§ **Exercise objective**
Apart from the pictures, every entry should be reproduced exactly.

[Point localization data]
-----
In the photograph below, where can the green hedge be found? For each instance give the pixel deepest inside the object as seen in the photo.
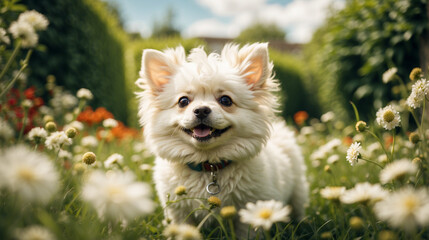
(356, 45)
(297, 91)
(84, 49)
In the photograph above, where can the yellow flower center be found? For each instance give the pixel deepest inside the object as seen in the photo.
(26, 174)
(411, 204)
(265, 213)
(388, 116)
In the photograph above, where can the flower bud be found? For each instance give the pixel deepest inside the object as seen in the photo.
(51, 127)
(214, 202)
(88, 158)
(180, 190)
(416, 74)
(360, 126)
(414, 137)
(228, 212)
(71, 132)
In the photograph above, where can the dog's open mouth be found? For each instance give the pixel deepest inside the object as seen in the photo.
(203, 132)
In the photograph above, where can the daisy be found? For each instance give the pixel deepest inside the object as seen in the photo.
(37, 134)
(406, 209)
(57, 140)
(112, 159)
(264, 213)
(388, 117)
(419, 91)
(34, 232)
(363, 193)
(397, 170)
(110, 123)
(117, 195)
(35, 19)
(89, 141)
(84, 93)
(31, 175)
(353, 153)
(389, 75)
(332, 193)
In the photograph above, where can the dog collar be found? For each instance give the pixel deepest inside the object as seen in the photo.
(213, 187)
(207, 167)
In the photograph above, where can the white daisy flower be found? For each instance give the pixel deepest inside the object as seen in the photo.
(405, 209)
(388, 117)
(57, 140)
(353, 153)
(419, 91)
(117, 195)
(84, 93)
(37, 134)
(89, 141)
(31, 175)
(364, 193)
(389, 75)
(112, 159)
(396, 170)
(332, 193)
(25, 32)
(264, 213)
(110, 123)
(75, 124)
(33, 233)
(35, 19)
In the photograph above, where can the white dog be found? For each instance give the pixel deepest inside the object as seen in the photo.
(209, 121)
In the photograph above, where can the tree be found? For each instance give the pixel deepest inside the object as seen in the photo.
(358, 44)
(261, 32)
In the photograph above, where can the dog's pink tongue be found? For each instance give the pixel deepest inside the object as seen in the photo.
(201, 132)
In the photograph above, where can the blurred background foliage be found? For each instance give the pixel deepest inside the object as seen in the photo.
(350, 52)
(86, 46)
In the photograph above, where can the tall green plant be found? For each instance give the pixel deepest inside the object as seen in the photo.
(359, 43)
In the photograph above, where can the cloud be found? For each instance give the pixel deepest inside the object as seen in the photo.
(300, 18)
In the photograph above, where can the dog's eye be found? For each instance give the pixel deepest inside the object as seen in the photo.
(225, 100)
(183, 102)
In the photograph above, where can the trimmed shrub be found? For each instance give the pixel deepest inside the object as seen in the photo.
(84, 49)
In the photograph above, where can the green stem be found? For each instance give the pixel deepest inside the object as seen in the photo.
(370, 161)
(24, 120)
(393, 143)
(381, 143)
(23, 67)
(9, 62)
(231, 227)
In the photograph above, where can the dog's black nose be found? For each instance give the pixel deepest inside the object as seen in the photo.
(202, 112)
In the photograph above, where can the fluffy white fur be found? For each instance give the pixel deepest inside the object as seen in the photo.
(266, 161)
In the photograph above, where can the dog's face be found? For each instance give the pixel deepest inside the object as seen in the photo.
(206, 107)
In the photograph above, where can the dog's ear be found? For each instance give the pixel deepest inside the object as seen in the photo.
(157, 68)
(255, 67)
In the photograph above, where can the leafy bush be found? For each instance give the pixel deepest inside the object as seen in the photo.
(296, 88)
(359, 43)
(84, 48)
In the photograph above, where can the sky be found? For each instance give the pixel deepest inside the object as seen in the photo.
(227, 18)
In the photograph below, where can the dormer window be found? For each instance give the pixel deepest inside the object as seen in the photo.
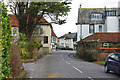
-----
§ **Response**
In the photograph below, where can the green hedge be found? For each instance give the pixel deepest inside the object as seen in the photo.
(356, 45)
(297, 91)
(84, 49)
In the photograph above, where can the yellow flower center be found? For each instance give the pixel deepest inside the object as seen in the photo.
(26, 174)
(411, 204)
(265, 213)
(388, 116)
In the photograph above, where can the flower bud be found? For each instance give the pixel deepest inside the object as seen in the photo.
(51, 127)
(214, 202)
(88, 158)
(180, 190)
(416, 74)
(360, 126)
(414, 137)
(228, 212)
(71, 132)
In the photograph above, where can the dog's open mouth be found? For each instance give the pixel deepest inside the object as seen in the photo.
(203, 132)
In the photograph above, where can the daisy be found? For each instance give the pixel deepest inside the object as seen in the photo.
(37, 134)
(406, 209)
(57, 140)
(112, 159)
(264, 213)
(388, 117)
(419, 91)
(34, 232)
(363, 193)
(397, 170)
(110, 123)
(117, 195)
(35, 19)
(89, 141)
(84, 93)
(31, 175)
(353, 153)
(389, 75)
(332, 193)
In the photograph above, where can the dog collar be found? For each instance give the pixel deepest inside the object as seen in the photo.
(213, 187)
(207, 167)
In the photograph above, where can the white daisy flower be found? For each instance give the pixel deepest inside the object as seen in the photo.
(405, 209)
(388, 117)
(57, 140)
(353, 153)
(419, 91)
(117, 195)
(84, 93)
(37, 134)
(89, 141)
(31, 175)
(364, 193)
(389, 75)
(112, 159)
(396, 170)
(332, 193)
(25, 32)
(264, 213)
(110, 123)
(75, 124)
(33, 233)
(35, 19)
In the photograph above, where can the white dog be found? For each instance give the pixel deepest inside the object as seen in the photo.
(209, 121)
In the photograph above, where can the tree be found? For each instance give the pixel deepest inside the object as seen in the photo.
(358, 44)
(261, 32)
In the photograph above, where can the dog's pink tongue be found? For each instance give the pixel deepest inside the object as seen in the photo.
(201, 132)
In the photograph above, where can the blurred background foliage be found? For each instance give the pixel deepest inside the object as seen in the photo.
(350, 52)
(86, 46)
In the photograph above, where can the tall green plant be found? For each instance give the pixel deepest inside the object as seen in the photo.
(359, 43)
In the photograph above, where can the cloud be found? For each instance give the pixel deepest inside the object as seen in the photo.
(300, 18)
In the photograph above, where can the dog's eye be found? For each instance give the pixel deepest inside the object as seen in the photo.
(225, 100)
(183, 102)
In the photograph above, where can the trimmed shrub be found? For each instance give the pixel deepest inside the object as seen in the photo.
(84, 49)
In the photograph above, where can the green stem be found? For each instance give the pixel deepest inside the object as seen in the photo.
(370, 161)
(24, 120)
(393, 143)
(381, 143)
(23, 67)
(9, 62)
(231, 227)
In the photograph above, where can the dog's black nose be found? For each instance give the pixel deepest inside the object as seen in the photo.
(202, 112)
In the photograph above, where can the fluffy white fur be found? For each instance give the pixel deepest inside the object as seen in the photo.
(266, 161)
In the photograph above, where can the dog's face be found? For each instance give the pixel deepest inside the object as seen in the photo.
(206, 107)
In the photograph above, where can the dog's ear be found? For each instance give the pixel deepest inside the object as seen in the photo.
(157, 68)
(255, 67)
In the photograph above, where can the leafy bush be found? For each instance give the pixel deepest inside the object as seen in the photo.
(296, 88)
(359, 43)
(84, 48)
In the photograph above, where can the sky be found? For each instance give the pixel deepest inside the object as seen in the photo.
(227, 18)
In the photograph below, where can the dormer window be found? For each instance give the pixel deepest inside the object as seen in the photo.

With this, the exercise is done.